Direction: Update the entries below by changing every "drop" to "place" and keeping everything else the same. Leave the pictures out of your answer.

━━ Task input

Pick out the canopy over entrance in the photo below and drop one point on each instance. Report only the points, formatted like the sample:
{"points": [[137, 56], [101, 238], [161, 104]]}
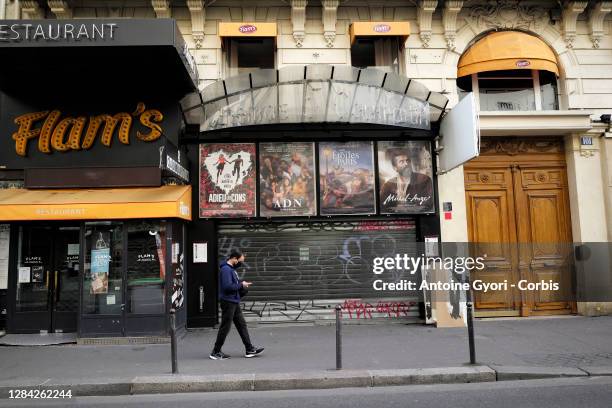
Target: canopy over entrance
{"points": [[99, 204], [314, 94], [505, 50]]}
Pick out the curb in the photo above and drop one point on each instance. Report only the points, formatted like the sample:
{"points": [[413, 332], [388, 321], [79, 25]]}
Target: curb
{"points": [[169, 384], [511, 373]]}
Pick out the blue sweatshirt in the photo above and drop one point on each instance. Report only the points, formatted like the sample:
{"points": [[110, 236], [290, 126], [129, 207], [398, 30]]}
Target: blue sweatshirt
{"points": [[229, 284]]}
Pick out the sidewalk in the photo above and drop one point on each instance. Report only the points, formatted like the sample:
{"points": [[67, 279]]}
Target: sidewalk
{"points": [[296, 353]]}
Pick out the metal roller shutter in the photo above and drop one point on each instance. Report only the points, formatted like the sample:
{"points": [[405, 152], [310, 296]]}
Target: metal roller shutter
{"points": [[299, 270]]}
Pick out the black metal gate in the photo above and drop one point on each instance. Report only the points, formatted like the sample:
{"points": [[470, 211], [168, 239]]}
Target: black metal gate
{"points": [[298, 267]]}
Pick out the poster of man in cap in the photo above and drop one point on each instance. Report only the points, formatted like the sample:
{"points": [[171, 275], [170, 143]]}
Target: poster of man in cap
{"points": [[405, 177]]}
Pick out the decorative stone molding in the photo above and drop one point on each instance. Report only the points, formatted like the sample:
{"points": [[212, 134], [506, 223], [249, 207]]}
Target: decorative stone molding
{"points": [[571, 11], [513, 146], [597, 14], [330, 17], [60, 8], [449, 21], [298, 19], [31, 10], [162, 8], [587, 153], [506, 14], [425, 10], [197, 9]]}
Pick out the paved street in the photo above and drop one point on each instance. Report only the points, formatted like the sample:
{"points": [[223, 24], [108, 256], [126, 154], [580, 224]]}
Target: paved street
{"points": [[591, 392], [569, 342]]}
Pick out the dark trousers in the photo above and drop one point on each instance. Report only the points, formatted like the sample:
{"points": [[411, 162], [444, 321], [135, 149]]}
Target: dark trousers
{"points": [[230, 312]]}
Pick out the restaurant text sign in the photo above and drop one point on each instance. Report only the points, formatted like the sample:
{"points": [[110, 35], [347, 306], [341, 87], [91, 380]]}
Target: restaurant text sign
{"points": [[19, 32], [62, 134]]}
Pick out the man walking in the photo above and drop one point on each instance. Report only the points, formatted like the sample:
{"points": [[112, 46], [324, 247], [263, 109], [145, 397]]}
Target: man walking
{"points": [[229, 288]]}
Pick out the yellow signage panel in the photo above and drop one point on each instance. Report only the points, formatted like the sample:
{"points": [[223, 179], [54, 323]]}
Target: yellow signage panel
{"points": [[99, 204], [247, 29], [379, 28]]}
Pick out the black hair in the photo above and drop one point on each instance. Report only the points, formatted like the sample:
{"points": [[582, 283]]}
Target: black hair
{"points": [[235, 253]]}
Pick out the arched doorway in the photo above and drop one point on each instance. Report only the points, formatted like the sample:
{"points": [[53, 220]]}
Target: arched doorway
{"points": [[516, 190]]}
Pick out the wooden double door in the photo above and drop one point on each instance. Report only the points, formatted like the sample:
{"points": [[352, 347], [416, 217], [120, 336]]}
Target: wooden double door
{"points": [[518, 215]]}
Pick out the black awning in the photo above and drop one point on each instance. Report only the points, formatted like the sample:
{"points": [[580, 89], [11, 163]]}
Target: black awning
{"points": [[53, 58]]}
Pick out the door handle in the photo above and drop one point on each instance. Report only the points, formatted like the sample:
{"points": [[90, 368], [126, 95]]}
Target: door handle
{"points": [[201, 299], [55, 287]]}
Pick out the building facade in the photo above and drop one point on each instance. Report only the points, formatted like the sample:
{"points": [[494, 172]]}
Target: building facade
{"points": [[540, 74]]}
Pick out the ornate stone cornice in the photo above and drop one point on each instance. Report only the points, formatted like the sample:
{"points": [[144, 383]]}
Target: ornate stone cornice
{"points": [[449, 21], [513, 146], [162, 8], [425, 10], [571, 11], [597, 14], [330, 17], [506, 14], [31, 10], [60, 8], [197, 9], [298, 20]]}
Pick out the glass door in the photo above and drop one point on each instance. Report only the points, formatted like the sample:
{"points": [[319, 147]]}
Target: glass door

━━━━

Written answer:
Pick out the canopy over entrance in the photo below and place one point on each instance. Report only the points, formatted like the sample:
{"points": [[137, 56], [101, 238], [161, 104]]}
Target: canopy over entrance
{"points": [[99, 204], [314, 94], [505, 50]]}
Pick out the curb in the photo above and place one point on each instance. Report only the points, formatted like the sample:
{"points": [[413, 332], [388, 321], [79, 25]]}
Target: curb
{"points": [[169, 384], [511, 373]]}
Pick out the blue sweatshirt in the photo above and place one point on each instance. Report only the points, formatted like the sample:
{"points": [[110, 236], [290, 126], [129, 207], [398, 30]]}
Target: blue sweatshirt
{"points": [[229, 284]]}
Pick out the sidewalk in the photo above and place one point on each instance. Report only the points, formatted like the sample:
{"points": [[67, 279]]}
Target: sidewalk
{"points": [[296, 353]]}
Pick out the metal roller shutter in the photo above and place one point on each instance. Report only the points, formatted like the sample:
{"points": [[405, 152], [310, 296]]}
Target: metal roller shutter
{"points": [[299, 270]]}
Pick out the black metal gate in the photo above and place one point on each instance. Report only the points, formatted like the sample:
{"points": [[470, 211], [168, 239]]}
Target: black metal gate
{"points": [[298, 267]]}
Pick out the poster of man in cap in the photo above and place one point on each instance. Report only the points, formatted like the sample:
{"points": [[171, 275], [170, 143]]}
Target: poster of man in cap
{"points": [[405, 177]]}
Pick out the decorative stone molding in the photo above and place one point on each instance. Report only the points, formatted like the sample:
{"points": [[212, 134], [506, 223], [249, 207]]}
Target: decorative stone molding
{"points": [[571, 11], [513, 146], [597, 14], [330, 17], [60, 8], [449, 21], [298, 19], [31, 10], [162, 8], [587, 153], [506, 14], [425, 10], [197, 9]]}
Pick out the paved street in the photo above and place one point on each instance. Report only the points, formatted like the sample:
{"points": [[223, 24], [108, 256], [126, 154], [580, 224]]}
Target: paved street
{"points": [[591, 392], [569, 342]]}
Pick out the dark trousers in the photo above and place one point on each instance. Report only the points, formatted like the sample:
{"points": [[411, 162], [444, 321], [135, 149]]}
Target: dark trousers
{"points": [[230, 312]]}
Pick out the restaurant text sign in the photo above and place one point on each instance. Report only the points, formatted like the sample:
{"points": [[110, 35], [347, 306], [341, 87], [91, 380]]}
Target: restaurant text sign
{"points": [[19, 32], [62, 134]]}
Pick out the man walking in the photo above and place one point on each instance. Report only the points, formatted like the sample:
{"points": [[112, 46], [324, 247], [263, 109], [145, 397]]}
Target: man walking
{"points": [[229, 288]]}
Pick out the yellow signage panel in the photo above and place one point on each instance. Report only the points, formatted like the sample:
{"points": [[223, 179], [54, 323]]}
Target: yellow signage panel
{"points": [[99, 204], [247, 29], [379, 28]]}
Pick out the black hair in the photo above and place one point on each instance. Report only the points, formatted like the sample:
{"points": [[582, 283]]}
Target: black hair
{"points": [[235, 253]]}
Pick out the arched doorway in the photo above and place one point on each instance. Report only the points, formatted like the sample:
{"points": [[53, 220]]}
Target: arched doorway
{"points": [[516, 190]]}
Pick out the wooden double door in the photo above and place one point on each instance. Report only the points, formatted like the sample:
{"points": [[352, 347], [416, 217], [120, 336]]}
Target: wooden double door
{"points": [[518, 215]]}
Pick out the black awning in the photo above and place one point on each instance. Report only the points, formatted like the sample:
{"points": [[580, 89], [11, 163]]}
Target: black awning
{"points": [[53, 58]]}
Pick out the door handle in the photo above and place one point on each instance. Report only the points, formatted like the sample:
{"points": [[90, 368], [126, 95]]}
Target: door handle
{"points": [[201, 299], [55, 287]]}
Pick out the building facade in the photo above and place one point on each instance. Report only the points, formatted like the sample:
{"points": [[494, 172]]}
Target: building facade
{"points": [[540, 74]]}
Pick out the ornate stone cornice in the photo above and place one point on each instance. Report only the points, formatted like the sample:
{"points": [[144, 383]]}
Target: ornate stone cornice
{"points": [[449, 21], [513, 146], [162, 8], [425, 10], [571, 11], [597, 14], [330, 17], [506, 14], [31, 10], [60, 8], [197, 9], [298, 20]]}
Pick out the glass door in the photo above and place one point on each instance. Report only the points, formatted like the sample:
{"points": [[319, 147]]}
Target: glass door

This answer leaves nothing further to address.